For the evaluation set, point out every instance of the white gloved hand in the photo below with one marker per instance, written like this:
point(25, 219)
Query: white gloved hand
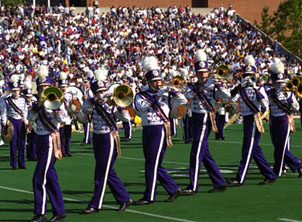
point(162, 91)
point(210, 81)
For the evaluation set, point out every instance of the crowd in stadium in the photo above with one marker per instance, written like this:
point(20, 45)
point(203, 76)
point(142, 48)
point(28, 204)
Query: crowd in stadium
point(118, 40)
point(217, 58)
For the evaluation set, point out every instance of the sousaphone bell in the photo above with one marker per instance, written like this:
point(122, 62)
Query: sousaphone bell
point(123, 95)
point(52, 98)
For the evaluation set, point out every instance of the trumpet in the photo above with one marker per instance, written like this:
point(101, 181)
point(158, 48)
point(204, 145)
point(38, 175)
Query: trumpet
point(52, 98)
point(249, 81)
point(178, 81)
point(293, 84)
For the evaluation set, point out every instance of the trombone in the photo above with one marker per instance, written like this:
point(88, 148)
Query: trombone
point(177, 83)
point(295, 85)
point(121, 95)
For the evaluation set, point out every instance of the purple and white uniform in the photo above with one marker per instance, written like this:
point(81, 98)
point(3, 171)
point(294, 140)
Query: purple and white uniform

· · · ·

_Work required_. Rewrite the records above as a numbered list, from the line with "of the sousaphone" through the last line of the records, both included. Leave out any blank lines.

_Response below_.
1. For the evaluation set, point out every instance of the sousaphone bell in the photo above with one marker per instance, written like this:
2. point(122, 62)
3. Query: sousaphone bell
4. point(123, 95)
5. point(52, 98)
6. For the evaluation set, point out every instance of the trumpet in the photo above with one marker per instance, written like this:
7. point(101, 181)
8. point(158, 48)
9. point(204, 145)
10. point(38, 175)
11. Query: trumpet
12. point(52, 98)
13. point(249, 81)
14. point(178, 81)
15. point(293, 84)
16. For the evaluation set, point out every instance of the trombone in the photo above with one marker per instance, written like this:
17. point(88, 148)
18. Query: trombone
19. point(177, 83)
20. point(295, 85)
21. point(121, 95)
22. For the evaluation set, point out every instance of the purple and white uniform in the photo above with one marker per instance, written like this:
23. point(81, 98)
24. point(3, 171)
25. point(294, 140)
26. Query: purple and white uniform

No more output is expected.